== WHAT THIS TASK INVOLVES ==
Keep only the lines of the material below that contain the word "Example". Copy those lines.

==== PROVIDED INFORMATION ====

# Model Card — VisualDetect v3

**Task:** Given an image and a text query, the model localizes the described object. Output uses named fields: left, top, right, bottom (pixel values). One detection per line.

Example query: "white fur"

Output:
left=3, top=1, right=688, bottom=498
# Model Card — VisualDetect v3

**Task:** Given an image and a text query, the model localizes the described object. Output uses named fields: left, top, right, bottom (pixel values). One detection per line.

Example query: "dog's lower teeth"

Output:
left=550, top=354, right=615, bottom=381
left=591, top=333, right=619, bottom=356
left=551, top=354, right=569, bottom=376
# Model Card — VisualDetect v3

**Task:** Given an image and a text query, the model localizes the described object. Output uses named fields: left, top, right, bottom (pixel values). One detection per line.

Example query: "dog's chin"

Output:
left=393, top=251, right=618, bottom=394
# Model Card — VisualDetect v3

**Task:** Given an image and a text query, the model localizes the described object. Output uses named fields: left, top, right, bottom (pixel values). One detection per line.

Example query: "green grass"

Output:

====
==== PROVIDED INFORMATION ====

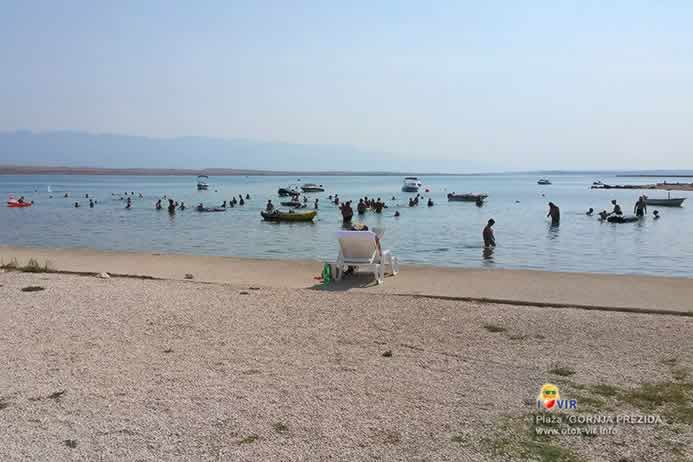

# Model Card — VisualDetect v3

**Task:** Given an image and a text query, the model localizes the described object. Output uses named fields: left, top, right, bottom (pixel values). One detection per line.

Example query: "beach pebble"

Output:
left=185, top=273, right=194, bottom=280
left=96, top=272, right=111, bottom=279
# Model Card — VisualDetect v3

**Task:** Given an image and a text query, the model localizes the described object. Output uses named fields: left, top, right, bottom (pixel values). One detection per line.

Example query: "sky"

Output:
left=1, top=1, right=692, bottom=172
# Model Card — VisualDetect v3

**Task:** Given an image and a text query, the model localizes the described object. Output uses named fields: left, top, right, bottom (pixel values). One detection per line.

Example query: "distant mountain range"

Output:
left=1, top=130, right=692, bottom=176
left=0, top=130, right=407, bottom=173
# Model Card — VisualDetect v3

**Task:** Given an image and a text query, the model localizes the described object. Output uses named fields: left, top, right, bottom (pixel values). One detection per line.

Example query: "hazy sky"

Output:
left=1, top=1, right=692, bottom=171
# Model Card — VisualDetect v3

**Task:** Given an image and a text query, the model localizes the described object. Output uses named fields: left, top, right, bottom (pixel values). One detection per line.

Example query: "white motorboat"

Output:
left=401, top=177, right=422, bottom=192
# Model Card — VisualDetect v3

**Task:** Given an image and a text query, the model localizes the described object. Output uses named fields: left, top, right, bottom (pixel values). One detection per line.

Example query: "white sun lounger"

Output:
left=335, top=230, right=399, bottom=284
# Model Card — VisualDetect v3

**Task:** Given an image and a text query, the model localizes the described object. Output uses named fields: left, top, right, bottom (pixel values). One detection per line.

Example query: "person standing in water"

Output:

====

== RESULT OF THE TASK ==
Example query: "white fur"
Example query: "dog's lower teeth"
Example query: "dog's chin"
Example query: "green grass"
Example query: "beach pebble"
Example query: "sky"
Example query: "distant mountain range"
Example query: "hazy sky"
Example query: "white motorboat"
Example query: "white sun lounger"
Example query: "person standing in water"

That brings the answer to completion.